--- begin SOURCE ---
# Fogger for humidity, pics included.



## Missy (Jun 22, 2011)

I am using a fogger to keep humidity up during the day so I don't have to worry about spraying all the time. I turn it on in the morning and off about 7pm. It has a control so that I can adjust how much fog comes out. So far I love this thing. It keeps it at 80%. I also keep it vary warm with a plexiglass cover. Temps are 100 at basking and 78 at cool end. My humid hide also has a sponge and placed at the warm end. Anyone else doing this? How do you like it? Comments good or bad appreciated.


----------



## Fernando123 (Jun 22, 2011)

I have a similar setup right now. My basking temp is at 92 degrees. The cool side is about 81-83. I've got a CHE on the cool side and powersun on the basking side. I'm considering plexiglass to cover the whole enclosure, but since my sulcata has been outside everyday for the past couple week's, I haven't worried about it or any humidity issue too much.


----------



## DixieParadise (Jun 22, 2011)

My inside enclosure which I don't use anymore unless I am travelling...keep good humidity just through misting. I am interested to see what others have to say as well.


----------



## dmarcus (Jun 22, 2011)

I was having issue controling humidity so I switched to a large aquarium and I also use plexi glass as a top and now I have no problems maintaining the humidity at 80% with just misting with a spray bottle..I do like your setup


----------



## Missy (Jun 22, 2011)

I'm just lazy and don't want to worry about spraying, LOL. I work a lot sometimes 65 hrs a week, so I did not want to worry about if the humidity was high enough. This pertains to a hatchling not an older tort that can stay outside while I am gone.


----------



## dmarcus (Jun 22, 2011)

I understand your point and I almost bought a fogger myself for my hatchling but we went with the aquarium and it's not being lazy, your doing what works best for you..


----------



## DesertGrandma (Jun 22, 2011)

Missy said:


> I am using a fogger to keep humidity up during the day so I don't have to worry about spraying all the time. I turn it on in the morning and off about 7pm. It has a control so that I can adjust how much fog comes out. So far I love this thing. It keeps it at 80%. I also keep it vary warm with a plexiglass cover. Temps are 100 at basking and 78 at cool end. My humid hide also has a sponge and placed at the warm end. Anyone else doing this? How do you like it? Comments good or bad appreciated.



Can you explain how the mister works? Is it a separate unit or does it need to be attached to a water source? Where did you get it? Sounds like a great idea. I also have trouble keeping the humidity up high enough.


----------



## dmarcus (Jun 22, 2011)

DesertGrandma said:


> Missy said:
> 
> 
> > I am using a fogger to keep humidity up during the day so I don't have to worry about spraying all the time. I turn it on in the morning and off about 7pm. It has a control so that I can adjust how much fog comes out. So far I love this thing. It keeps it at 80%. I also keep it vary warm with a plexiglass cover. Temps are 100 at basking and 78 at cool end. My humid hide also has a sponge and placed at the warm end. Anyone else doing this? How do you like it? Comments good or bad appreciated.
> ...



Look for zoo med repti fogger they can run upwards of $40 depending on where you get it from. It has a water bottle that's attached to it and it has a timer you can set. It's something like a humidifier but for reptiles. Most pet store's will sell them, I have seen one at pet's mart.
--- end SOURCE ---
--- begin DATA ROWS ---
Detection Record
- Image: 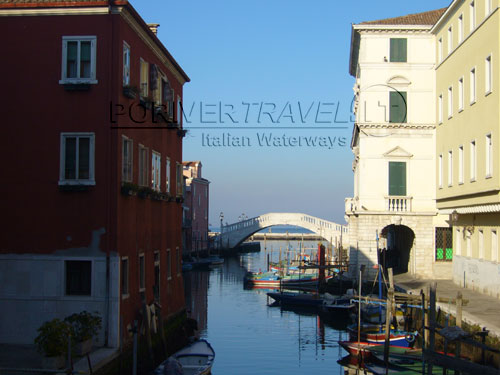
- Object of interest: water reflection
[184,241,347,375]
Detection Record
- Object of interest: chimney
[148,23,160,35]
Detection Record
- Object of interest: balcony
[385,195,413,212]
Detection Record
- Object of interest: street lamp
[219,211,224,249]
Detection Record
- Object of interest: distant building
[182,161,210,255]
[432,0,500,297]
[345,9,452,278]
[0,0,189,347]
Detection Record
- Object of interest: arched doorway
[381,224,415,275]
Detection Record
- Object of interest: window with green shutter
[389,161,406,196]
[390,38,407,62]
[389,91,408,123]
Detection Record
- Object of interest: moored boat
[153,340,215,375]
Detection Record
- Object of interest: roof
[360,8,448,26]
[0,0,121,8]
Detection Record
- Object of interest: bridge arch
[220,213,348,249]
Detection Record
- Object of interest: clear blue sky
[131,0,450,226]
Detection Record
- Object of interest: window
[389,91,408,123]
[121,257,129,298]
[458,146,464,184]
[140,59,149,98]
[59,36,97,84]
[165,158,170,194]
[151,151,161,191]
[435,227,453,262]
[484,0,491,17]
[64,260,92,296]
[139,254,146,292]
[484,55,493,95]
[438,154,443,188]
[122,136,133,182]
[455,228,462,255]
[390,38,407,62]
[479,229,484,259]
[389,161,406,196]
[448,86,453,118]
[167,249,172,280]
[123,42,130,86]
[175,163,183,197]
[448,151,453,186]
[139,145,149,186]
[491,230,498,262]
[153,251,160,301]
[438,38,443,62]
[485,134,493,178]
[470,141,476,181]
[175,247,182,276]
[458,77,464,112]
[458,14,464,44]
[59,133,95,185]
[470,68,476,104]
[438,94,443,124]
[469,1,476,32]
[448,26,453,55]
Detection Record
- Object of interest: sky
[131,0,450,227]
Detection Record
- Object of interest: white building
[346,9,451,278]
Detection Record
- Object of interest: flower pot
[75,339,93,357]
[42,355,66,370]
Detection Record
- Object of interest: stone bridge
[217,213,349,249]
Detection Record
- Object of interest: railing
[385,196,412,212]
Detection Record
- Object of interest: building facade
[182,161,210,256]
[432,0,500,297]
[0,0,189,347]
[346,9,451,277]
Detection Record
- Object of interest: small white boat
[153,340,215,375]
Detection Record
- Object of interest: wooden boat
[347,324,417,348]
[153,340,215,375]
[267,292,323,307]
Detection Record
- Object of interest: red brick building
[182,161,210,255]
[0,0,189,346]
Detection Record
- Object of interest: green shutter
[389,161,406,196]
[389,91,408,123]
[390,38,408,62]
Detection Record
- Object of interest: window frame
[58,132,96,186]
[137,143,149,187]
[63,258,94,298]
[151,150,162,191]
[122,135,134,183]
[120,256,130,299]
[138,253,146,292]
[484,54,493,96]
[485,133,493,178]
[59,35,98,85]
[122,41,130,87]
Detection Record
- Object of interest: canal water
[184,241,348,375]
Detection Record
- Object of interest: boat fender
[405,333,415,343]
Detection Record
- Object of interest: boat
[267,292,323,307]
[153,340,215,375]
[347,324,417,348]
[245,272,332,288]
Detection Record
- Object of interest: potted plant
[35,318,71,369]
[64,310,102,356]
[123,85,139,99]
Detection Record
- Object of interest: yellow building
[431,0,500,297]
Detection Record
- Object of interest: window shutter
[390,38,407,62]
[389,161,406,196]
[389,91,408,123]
--- end DATA ROWS ---
--- begin DATA ROWS ---
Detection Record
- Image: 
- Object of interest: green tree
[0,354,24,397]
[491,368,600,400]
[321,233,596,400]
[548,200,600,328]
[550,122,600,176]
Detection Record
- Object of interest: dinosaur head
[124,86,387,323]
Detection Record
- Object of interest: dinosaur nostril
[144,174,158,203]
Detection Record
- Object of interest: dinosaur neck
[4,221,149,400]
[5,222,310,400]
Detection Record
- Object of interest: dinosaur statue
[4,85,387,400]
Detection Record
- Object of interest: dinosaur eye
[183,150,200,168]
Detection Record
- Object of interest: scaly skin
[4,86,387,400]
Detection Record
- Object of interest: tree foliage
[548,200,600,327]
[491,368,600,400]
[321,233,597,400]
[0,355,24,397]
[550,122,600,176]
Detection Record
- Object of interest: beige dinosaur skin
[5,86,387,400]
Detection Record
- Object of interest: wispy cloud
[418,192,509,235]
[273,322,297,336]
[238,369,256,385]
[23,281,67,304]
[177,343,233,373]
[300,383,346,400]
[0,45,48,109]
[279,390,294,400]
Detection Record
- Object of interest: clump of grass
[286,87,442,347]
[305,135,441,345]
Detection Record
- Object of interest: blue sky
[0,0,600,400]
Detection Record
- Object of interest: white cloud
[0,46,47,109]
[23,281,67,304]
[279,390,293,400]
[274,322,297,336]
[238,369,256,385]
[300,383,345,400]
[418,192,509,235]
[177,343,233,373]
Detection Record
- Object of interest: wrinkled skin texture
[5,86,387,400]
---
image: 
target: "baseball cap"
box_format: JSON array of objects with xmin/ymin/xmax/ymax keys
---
--- end DATA ROWS ---
• _WRITTEN INSTRUCTION 1_
Based on the fogger thread above, say whether each statement agrees with it. Answer yes or no for each, and quote the words that decide it.
(a) Missy switches the fogger off at about 7pm.
(b) Fernando123 keeps the basking side at 100 degrees.
(c) According to dmarcus, the zoo med repti fogger has a timer.
• _WRITTEN INSTRUCTION 2_
Retype everything in the fogger thread from "I was having" down to "while I am gone.".
• _WRITTEN INSTRUCTION 3_
Extend the forum thread about using a fogger to keep humidity up, starting after its last post.

• _FINAL ANSWER 1_
(a) Yes: "I turn it on in the morning and off about 7pm."
(b) No: "My basking temp is at 92 degrees."
(c) Yes: "it has a timer you can set."

• _FINAL ANSWER 2_
I was having issue controling humidity so I switched to a large aquarium and I also use plexi glass as a top and now I have no problems maintaining the humidity at 80% with just misting with a spray bottle..I do like your setup


----------



## Missy (Jun 22, 2011)

I'm just lazy and don't want to worry about spraying, LOL. I work a lot sometimes 65 hrs a week, so I did not want to worry about if the humidity was high enough. This pertains to a hatchling not an older tort that can stay outside while I am gone.

• _FINAL ANSWER 3_
----------



## Fernando (Jun 22, 2011)

It's called a Repti Fogger from Zoomed. If you look on Amazon, you'll find it for a good price. Its a small Liter bottle you filled with drinking water. It includes a knob that you can turn it on to create high or low fog. It lasts anywhere from 8-12 hours depending on how strong you have it set. 



dalano73 said:


> Look for zoo med repti fogger they can run upwards of $40 depending on where you get it from. It has a water bottle that's attached to it and it has a timer you can set. It's something like a humidifier but for reptiles. Most pet store's will sell them, I have seen one at pet's mart.



I don't know if it has a timer. Unless there is a different model.


----------



## dmarcus (Jun 22, 2011)

FernandoM said:


> It's called a Repti Fogger from Zoomed. If you look on Amazon, you'll find it for a good price. Its a small Liter bottle you filled with drinking water. It includes a knob that you can turn it on to create high or low fog. It lasts anywhere from 8-12 hours depending on how strong you have it set.
> 
> 
> 
> ...





Your correct, I was thinking of the fog output control ..


----------



## Missy (Jun 22, 2011)

It sets outside the enclosure and has a hose. I have a plexiglass top so I drilled a hole to fit the hose through. It works great and Dayo seems to like it. She likes to walk right under the fogger hose.


----------



## SnakeyeZ (Jun 22, 2011)

I have used foggers in the past... maybe they have changed them and they work better than they used too - but I hated them.

I now use MistKing for my geckos. I'll be buying another one for my tortoises too shortly.


----------



## Missy (Jun 22, 2011)

SnakeyeZ said:


> I have used foggers in the past... maybe they have changed them and they work better than they used too - but I hated them.
> 
> I now use MistKing for my geckos. I'll be buying another one for my tortoises too shortly.



Ok, what is mistking?


----------



## DesertGrandma (Jun 22, 2011)

Thanks everyone for sharing the info on the foggers. I am going to check it out.


----------



## SnakeyeZ (Jun 22, 2011)

In simple terms, it's a pump that pumps water from a reservoir to your enclosures.

http://www.mistking.com/

I never mist my geckos anymore. I can set the timer to have it come on 8 times a day if I wanted too and the timer I got I can change the seconds too. I have mine running 30 seconds a few times a day. All I do is fill the 5 gallon reservoir every 2 weeks or so.

http://www.mistking.com/home.php?cat=249


----------



## Missy (Jun 22, 2011)

Oh thanks Rich, now I want one. Maybe when I get the bigger tort table built.


----------



## SnakeyeZ (Jun 22, 2011)

Missy said:


> Oh thanks Rich, now I want one. Maybe when I get the bigger tort table built.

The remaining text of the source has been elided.